§ Text block
○ ○ ○
In this series of lessons, we're exploring how maths is used in different careers.
So let's get started.
In today's lesson, we're going to look at some of the ways that maths is used by engineers.
On the screen you can see the phrase fractional form, which we're going to be using today in our lesson.
Now, if that's familiar to you, brilliant, but if not, feel free to pause the video now while you have a read through the definition.
Our lesson today is broken into two parts, and we're going to begin by looking at precision in engineering.
So what do you think engineers do? Well, engineers take the principles of science and mathematics and apply them to develop solutions to problems. They build bridges over rivers and gorges.
They construct tunnels under rivers, seas and cities.
They construct buildings that are sky high in compact spaces.
Fundamentally, they solve problems for humanity.
Problem solving is the very essence of what maths is.
Now, a key aspect of any work carried out by engineers is precision.
If they are not precise, the bridge falls down, the building collapses, or the plane falls out of the sky.
○ ○ ○
§ Data provided
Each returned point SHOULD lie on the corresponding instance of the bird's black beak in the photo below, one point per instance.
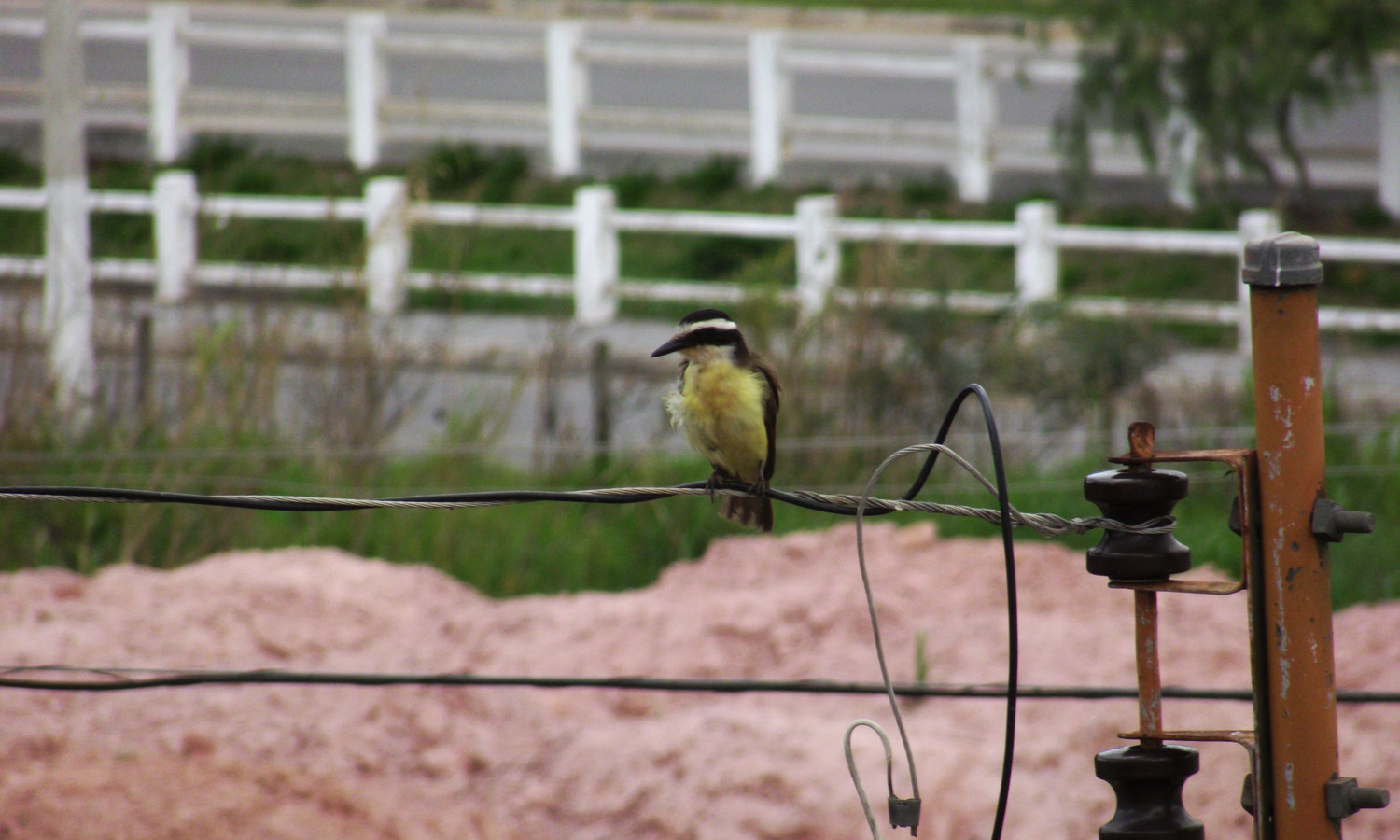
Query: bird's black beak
(668, 347)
○ ○ ○
§ Short task 1
From the engineering lesson text above, list the three kinds of structures that engineers are said to build or construct, each with where it goes.
§ Short task 2
Please copy out the engineering lesson text between "So let's get" and "in compact spaces.", inclusive.

§ Task answer 1
- Bridges over rivers and gorges
- Tunnels under rivers, seas and cities
- Buildings that are sky high in compact spaces

§ Task answer 2
So let's get started.
In today's lesson, we're going to look at some of the ways that maths is used by engineers.
On the screen you can see the phrase fractional form, which we're going to be using today in our lesson.
Now, if that's familiar to you, brilliant, but if not, feel free to pause the video now while you have a read through the definition.
Our lesson today is broken into two parts, and we're going to begin by looking at precision in engineering.
So what do you think engineers do? Well, engineers take the principles of science and mathematics and apply them to develop solutions to problems. They build bridges over rivers and gorges.
They construct tunnels under rivers, seas and cities.
They construct buildings that are sky high in compact spaces.